> **TASK SET**:
1) Do these statements agree with the phylogenetic analysis passage below? Answer yes or no for each, and quote the deciding words. (a) A Python script removed inverted sites from the PHYLIP file. (b) The tree was built with 1,000 bootstrap replicates. (c) The sequencing data for Danio nigrofasciatus came from the NCBI SRA.
2) In the zebrafish phylogenetic analysis passage below, which package selected the best-fit model of evolution for the DNA alignments?
3) Extend the zebrafish phylogenetic analysis passage below, starting after its final sentence.

──────── PROVIDED PASSAGE

Phylogenetic analysis

To reveal the phylogenetic relationships of diverse zebrafish lines, we constructed a phylogenetic tree using The merged vcf file was converted to a PHYLIP file using vcf2phylip version 2.041. A Python 3 script ascbias.py available at https://github.com/btmartin721/raxml_ascbias was used to remove inverted sites from the PHYLIP file. The edited PHYLIP files were evaluated with the bioconda package ModelTest-NG version 0.1.742,43 to select the best-fit model of evolution for DNA alignments. ML phylogenetic tree construction was carried out with IQ-tree version 2.0.744 using the GTR + G4 + ASC model and 10,000 bootstrap replicates. iTOL version 645 was used for final editing (https://github.com/Hirata-lab-2023/RW_line/phy.sh). The sequencing data for Danio aesculapii (ERR3332304) and Danio nigrofasciatus (ERR034323) were obtained from the NCBI SRA.

────────────────
──────── EXTRACTED DATA

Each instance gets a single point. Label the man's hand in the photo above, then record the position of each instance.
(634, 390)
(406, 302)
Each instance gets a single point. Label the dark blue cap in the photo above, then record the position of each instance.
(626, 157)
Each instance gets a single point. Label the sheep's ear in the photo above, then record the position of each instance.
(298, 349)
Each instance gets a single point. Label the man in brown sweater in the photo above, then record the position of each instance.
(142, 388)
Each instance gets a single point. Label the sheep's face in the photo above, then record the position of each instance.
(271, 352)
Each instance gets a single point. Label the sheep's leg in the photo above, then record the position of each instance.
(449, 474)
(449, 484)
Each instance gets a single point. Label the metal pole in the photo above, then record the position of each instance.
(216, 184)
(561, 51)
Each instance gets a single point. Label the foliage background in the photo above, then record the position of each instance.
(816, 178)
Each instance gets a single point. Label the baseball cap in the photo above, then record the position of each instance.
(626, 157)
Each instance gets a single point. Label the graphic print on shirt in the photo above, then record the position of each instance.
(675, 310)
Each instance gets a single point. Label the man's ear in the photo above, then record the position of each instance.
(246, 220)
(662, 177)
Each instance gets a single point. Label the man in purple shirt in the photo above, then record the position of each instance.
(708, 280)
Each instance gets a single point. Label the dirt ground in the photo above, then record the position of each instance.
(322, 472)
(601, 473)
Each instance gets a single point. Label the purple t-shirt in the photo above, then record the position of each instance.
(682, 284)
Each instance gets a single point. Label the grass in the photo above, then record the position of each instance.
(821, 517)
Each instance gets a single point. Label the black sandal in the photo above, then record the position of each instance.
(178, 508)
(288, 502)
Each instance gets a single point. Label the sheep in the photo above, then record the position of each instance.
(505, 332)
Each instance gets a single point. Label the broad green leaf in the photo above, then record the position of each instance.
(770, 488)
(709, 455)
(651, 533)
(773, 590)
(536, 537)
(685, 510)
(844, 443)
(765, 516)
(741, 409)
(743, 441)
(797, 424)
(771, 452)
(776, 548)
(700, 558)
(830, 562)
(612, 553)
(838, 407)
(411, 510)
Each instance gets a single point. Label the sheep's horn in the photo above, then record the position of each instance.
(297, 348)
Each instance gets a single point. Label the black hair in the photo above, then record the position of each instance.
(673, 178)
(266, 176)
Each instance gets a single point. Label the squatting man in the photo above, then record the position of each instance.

────────────────

> **ANSWER SECTION**:
1)
(a) Yes: "was used to remove inverted sites from the PHYLIP file."
(b) No: "10,000 bootstrap replicates."
(c) Yes: "were obtained from the NCBI SRA."

2) The bioconda package ModelTest-NG.

3)
SNP analysis

Heterozygous and homozygous SNP analysis was performed with a homemade script (https://github.com/Hirata-lab-2023/RW_strain/anlysis.R) using the core tools of R 4.2.3 and the R package – ggplot2 version 3.4.246, openxlsx version 4.2.5.2, patchwork version 1.1.2, ggsignif version 0.6.4, dplyr version 1.1.2, ggbreak version 0.1.147, stringr version 1.5.0, UpSetR version 1.4.048, reshape2 version 1.4.446, and sets version 1.0–2449. The numbers of heterozygous SNPs were counted in each individual, and the percentages per total genome nucleotides were calculated. Nucleotide diversity (π) was calculated using VCFtools version 0.1.16 with the --window-pi and --window-pi-step options. A sliding window approach was applied with a window size of 10,000 base and a step size of 2,000 base across the genome to estimate local nucleotide diversity levels. To evaluate the functional effects of nonsynonymous mutations, we constructed a computational pipeline, Z-VCFAA, which converts VCF files into corresponding protein FASTA sequences. This pipeline enables downstream functional analysis of amino acid substitutions and is publicly available for reproducibility and accessibility (https://github.com/Hirata-lab-2023/Z-VCFAA-). Based on the generated FASTA sequences, we performed functional impact prediction of missense variants using PROVEAN version 1.1.550. All figures were edited using Adobe Illustrator version 26.4.1.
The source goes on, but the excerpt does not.